▸ **Excerpt provided**
* * * * *

# Millie Has Been Groomed



## MillieDog (Jun 1, 2011)

Well as promised, here is an update on Millie at 9 1/2 months old in need of a groom. I thought, she just had a matted patch under each ear and on one leg.

Alas I was rather mistaken. Paula, my dog groomer friend said she was in a rather bad way. There were matts and tangles all over, deep in her fur. The matts under her ears were so bad, that she had to use the clippers to just remove them.

So with Paula doing her best to keep the length, yet remove all the matts & tangles, she used thinning scissors and a comb, plus lots of patience.

Millie the day before her groom - her fur had got quick thick and long









Millie on the grooming table - this side has not yet been worked on









Millie with the waist harness on - this side is halfway through being groomed









Millie fully groomed - her front legs were in a really bad way and needed rather a lot taking off


















As I suspected, she is now even quicker running about on our walks and has a real lamb spring in her step. Paula did say that the matts would be a bother to her and that she'll feel much better. Also with the wet weather coming on, the matts would hold the water for so much long and can be a problem with causing pneumonia. 

So although she's not quite as cute and fluffy as I like her, I do believe I've done the right thing getting her fur reduced. Does she still look cute ?


----------



## Laura(L)Izzie (Sep 9, 2011)

Of course Julie! All cockapoos are cute  We had Izzie lamb cut when she needed it because she was also very matted, & she still looked amazingly cute  x


----------



## ali-s.j. (Jun 6, 2011)

Oh yes Julie, she still looks very very cute, and she's smiling for the camera


----------



## JulesB (Mar 6, 2011)

She looks lovely! Betty was cut so short because of mats in May this year and whilst at first i didn't like the short look, it really grew on me and I liked it in the end. The one benefit of a shorter cut (other than it's easier to keep them mat free) is you can see there cute faces so much better!!


----------



## Mogdog (Feb 6, 2011)

Oh yes ... Millie looks as cute as ever! The groomer has done a good job and I'm sure you'll find it very practical in the rain and mud! Sue x


----------



## Cockapoodledoo (Feb 8, 2011)

Julie I think she looks fantastic. Although shorter, the cut has revealed stunning roan markings and texture. The good thing about a thorough groom is that you can start afresh with a resolve to keep on top of the tangles ......I don't think there is a worse age for a Cockapoo's coat!

I bet you'll appreciate her cut on wet muddy days! 

Karen xx


----------



## lady amanda (Nov 26, 2010)

she looks not only cute...she looks beautiful.


----------



## JoJo (Mar 2, 2011)

* * * * *

▸ **Extracted information**
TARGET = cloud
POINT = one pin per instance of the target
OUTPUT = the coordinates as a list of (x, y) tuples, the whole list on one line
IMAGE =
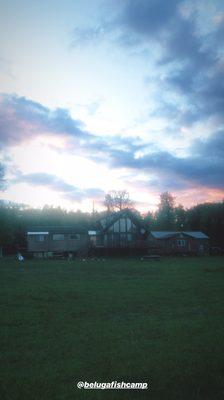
[(23, 119), (2, 177), (205, 165), (50, 181)]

* * * * *

▸ **Required task 1**
Reproduce the passage of the Millie grooming thread starting with "## Cockapoodledoo (Feb" and going on through "(Nov 26, 2010)".
▸ **Required task 2**
Transcribe the records that follow the grooming thread line for line, leaving out the pictures.

▸ **Finished answer 1**
## Cockapoodledoo (Feb 8, 2011)

Julie I think she looks fantastic. Although shorter, the cut has revealed stunning roan markings and texture. The good thing about a thorough groom is that you can start afresh with a resolve to keep on top of the tangles ......I don't think there is a worse age for a Cockapoo's coat!

I bet you'll appreciate her cut on wet muddy days! 

Karen xx


----------



## lady amanda (Nov 26, 2010)

▸ **Finished answer 2**
TARGET = cloud
POINT = one pin per instance of the target
OUTPUT = the coordinates as a list of (x, y) tuples, the whole list on one line
IMAGE =
[(23, 119), (2, 177), (205, 165), (50, 181)]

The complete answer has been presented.